[Source records]
_____

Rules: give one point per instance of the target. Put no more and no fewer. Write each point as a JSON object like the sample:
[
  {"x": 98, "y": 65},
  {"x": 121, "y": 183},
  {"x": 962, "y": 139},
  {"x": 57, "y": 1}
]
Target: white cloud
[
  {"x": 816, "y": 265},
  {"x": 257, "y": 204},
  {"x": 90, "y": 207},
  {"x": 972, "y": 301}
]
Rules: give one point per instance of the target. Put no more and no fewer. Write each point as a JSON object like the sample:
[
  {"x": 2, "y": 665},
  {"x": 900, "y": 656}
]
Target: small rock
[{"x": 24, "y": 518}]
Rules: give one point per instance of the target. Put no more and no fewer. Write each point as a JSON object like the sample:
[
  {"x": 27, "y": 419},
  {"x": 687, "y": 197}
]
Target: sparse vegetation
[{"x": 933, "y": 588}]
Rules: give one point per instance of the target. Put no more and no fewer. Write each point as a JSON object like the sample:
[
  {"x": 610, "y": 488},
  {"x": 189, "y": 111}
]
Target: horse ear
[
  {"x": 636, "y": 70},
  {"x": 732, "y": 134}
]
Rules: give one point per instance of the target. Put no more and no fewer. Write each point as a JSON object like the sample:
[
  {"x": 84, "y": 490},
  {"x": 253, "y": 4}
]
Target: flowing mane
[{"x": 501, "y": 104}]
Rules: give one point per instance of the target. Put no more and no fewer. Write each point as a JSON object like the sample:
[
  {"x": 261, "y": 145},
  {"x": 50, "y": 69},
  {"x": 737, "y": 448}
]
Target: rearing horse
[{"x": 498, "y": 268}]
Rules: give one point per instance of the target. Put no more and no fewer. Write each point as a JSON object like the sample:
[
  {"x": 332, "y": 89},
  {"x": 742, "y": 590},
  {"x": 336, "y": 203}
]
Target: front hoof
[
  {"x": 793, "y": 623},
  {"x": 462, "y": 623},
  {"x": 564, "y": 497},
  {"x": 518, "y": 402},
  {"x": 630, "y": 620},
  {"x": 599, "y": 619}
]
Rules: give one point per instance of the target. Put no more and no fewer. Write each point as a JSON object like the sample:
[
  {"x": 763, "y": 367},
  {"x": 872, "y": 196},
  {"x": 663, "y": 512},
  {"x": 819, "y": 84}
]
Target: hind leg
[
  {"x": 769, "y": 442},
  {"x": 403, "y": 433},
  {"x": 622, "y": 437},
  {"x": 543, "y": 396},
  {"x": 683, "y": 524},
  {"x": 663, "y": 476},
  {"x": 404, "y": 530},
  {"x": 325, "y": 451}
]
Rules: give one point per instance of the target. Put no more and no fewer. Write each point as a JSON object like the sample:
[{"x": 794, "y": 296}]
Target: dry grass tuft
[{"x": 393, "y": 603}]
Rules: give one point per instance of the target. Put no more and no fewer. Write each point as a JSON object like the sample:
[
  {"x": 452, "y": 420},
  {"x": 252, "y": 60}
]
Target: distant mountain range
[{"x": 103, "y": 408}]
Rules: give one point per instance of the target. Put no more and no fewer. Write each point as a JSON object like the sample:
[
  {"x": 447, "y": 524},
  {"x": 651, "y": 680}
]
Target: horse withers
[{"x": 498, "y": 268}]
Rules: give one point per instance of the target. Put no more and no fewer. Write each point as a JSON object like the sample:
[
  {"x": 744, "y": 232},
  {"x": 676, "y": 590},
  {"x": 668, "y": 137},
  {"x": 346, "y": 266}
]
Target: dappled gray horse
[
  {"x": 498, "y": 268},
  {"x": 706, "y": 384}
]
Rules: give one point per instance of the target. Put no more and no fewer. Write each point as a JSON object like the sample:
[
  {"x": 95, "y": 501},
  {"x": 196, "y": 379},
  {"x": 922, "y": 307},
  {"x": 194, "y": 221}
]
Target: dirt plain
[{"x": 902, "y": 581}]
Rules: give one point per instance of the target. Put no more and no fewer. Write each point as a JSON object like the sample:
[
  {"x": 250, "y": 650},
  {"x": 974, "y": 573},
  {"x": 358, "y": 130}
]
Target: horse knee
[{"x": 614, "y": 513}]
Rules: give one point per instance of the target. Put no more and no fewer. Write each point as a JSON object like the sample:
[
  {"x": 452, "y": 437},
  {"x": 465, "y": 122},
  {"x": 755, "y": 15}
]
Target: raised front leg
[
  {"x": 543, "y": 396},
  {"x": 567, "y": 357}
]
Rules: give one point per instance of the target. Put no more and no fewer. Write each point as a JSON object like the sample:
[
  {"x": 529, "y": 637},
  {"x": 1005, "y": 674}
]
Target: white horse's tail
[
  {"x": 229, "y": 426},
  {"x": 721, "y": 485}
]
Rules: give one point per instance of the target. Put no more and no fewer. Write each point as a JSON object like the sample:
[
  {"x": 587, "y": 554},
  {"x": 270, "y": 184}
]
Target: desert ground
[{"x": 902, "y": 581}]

_____

Reproduce the data, keeping every line exactly the same.

**ANSWER TO THIS TASK**
Rules: give one point per instance of the target. Put no more and no fewer. Write each point as a JSON object like the sample:
[
  {"x": 98, "y": 65},
  {"x": 121, "y": 183},
  {"x": 962, "y": 139},
  {"x": 57, "y": 1}
]
Target: white cloud
[
  {"x": 816, "y": 265},
  {"x": 257, "y": 204},
  {"x": 90, "y": 207},
  {"x": 972, "y": 301}
]
Rules: give one point per instance of the target. Put no more and no fewer. Write each point as a JSON object like the sample:
[
  {"x": 2, "y": 665},
  {"x": 900, "y": 656}
]
Target: small rock
[{"x": 24, "y": 518}]
Rules: give one point per instance of the target. Put no more and no fewer. Write each point as a JSON object like the sample:
[
  {"x": 27, "y": 419},
  {"x": 687, "y": 197}
]
Target: sparse vegetation
[{"x": 933, "y": 588}]
Rules: give one point per instance of the target. Put no more and no fewer. Write each point as a JSON object like the sample:
[
  {"x": 610, "y": 488},
  {"x": 189, "y": 111}
]
Target: horse ear
[
  {"x": 636, "y": 70},
  {"x": 732, "y": 134}
]
Rules: give one point per instance of the target. Put no more and no fewer. Write each point as a JSON object like the sample:
[
  {"x": 84, "y": 490},
  {"x": 253, "y": 4}
]
Target: flowing mane
[{"x": 501, "y": 104}]
Rules: give one point per instance of the target. Put no more and no fewer. Write each point as a JSON object like the sample:
[
  {"x": 261, "y": 145},
  {"x": 50, "y": 69},
  {"x": 737, "y": 448}
]
Target: rearing horse
[{"x": 498, "y": 268}]
Rules: give one point per instance of the target. Put no more and no fewer. Write each point as a JSON object like the sample:
[
  {"x": 332, "y": 89},
  {"x": 742, "y": 590},
  {"x": 336, "y": 203}
]
Target: front hoof
[
  {"x": 793, "y": 623},
  {"x": 462, "y": 623},
  {"x": 564, "y": 497},
  {"x": 518, "y": 402},
  {"x": 630, "y": 620},
  {"x": 599, "y": 619}
]
Rules: give one point per instance of the target. Put no more and no fewer. Write each point as a JSON object like the sample:
[
  {"x": 763, "y": 367},
  {"x": 872, "y": 196},
  {"x": 663, "y": 512},
  {"x": 819, "y": 84}
]
Target: hind leg
[
  {"x": 769, "y": 442},
  {"x": 403, "y": 433},
  {"x": 622, "y": 437},
  {"x": 543, "y": 396},
  {"x": 683, "y": 524},
  {"x": 663, "y": 476},
  {"x": 404, "y": 530},
  {"x": 325, "y": 451}
]
Rules: give one point per instance of the target. Put no more and no fewer. Write each point as a JSON object like the sample:
[{"x": 794, "y": 296}]
Target: dry grass tuft
[{"x": 393, "y": 603}]
Rules: give one point per instance of the target. Put no more and no fewer. Write each point as a JSON object like the sample:
[
  {"x": 452, "y": 420},
  {"x": 252, "y": 60}
]
Target: distant mountain range
[{"x": 103, "y": 408}]
Rules: give one point per instance of the target. Put no more and no fewer. Write each point as a JSON object like the sample:
[
  {"x": 447, "y": 524},
  {"x": 651, "y": 680}
]
Target: horse withers
[{"x": 498, "y": 268}]
Rules: give one point per instance of the target. Put no more and no fewer. Write each point as a JSON object like the sample:
[
  {"x": 744, "y": 232},
  {"x": 676, "y": 590},
  {"x": 668, "y": 137},
  {"x": 346, "y": 266}
]
Target: dappled gray horse
[
  {"x": 498, "y": 268},
  {"x": 706, "y": 384}
]
Rules: give one point per instance of the target. Put no more and no fewer. Write each point as a JSON object like the sample:
[
  {"x": 95, "y": 501},
  {"x": 196, "y": 379},
  {"x": 922, "y": 307},
  {"x": 194, "y": 221}
]
Target: dirt plain
[{"x": 902, "y": 581}]
Rules: give one point per instance of the target. Put no more and no fewer. Write each point as a JSON object like the sample:
[
  {"x": 250, "y": 650},
  {"x": 974, "y": 573},
  {"x": 358, "y": 130}
]
Target: horse knee
[{"x": 614, "y": 513}]
Rules: give one point per instance of the target. Put no more and no fewer. Write each point as a JSON object like the sample:
[
  {"x": 452, "y": 437},
  {"x": 465, "y": 122},
  {"x": 755, "y": 15}
]
Target: raised front leg
[
  {"x": 543, "y": 396},
  {"x": 567, "y": 357}
]
Rules: give one point per instance of the target. Put no more and no fewer. Write each point as a JSON object like the sample:
[
  {"x": 529, "y": 637},
  {"x": 1005, "y": 674}
]
Target: white horse's tail
[
  {"x": 229, "y": 426},
  {"x": 721, "y": 485}
]
Rules: give one point per instance of the target. Put no more and no fewer. Write each point as a JSON object like the sample:
[
  {"x": 587, "y": 554},
  {"x": 270, "y": 184}
]
Target: desert ground
[{"x": 902, "y": 581}]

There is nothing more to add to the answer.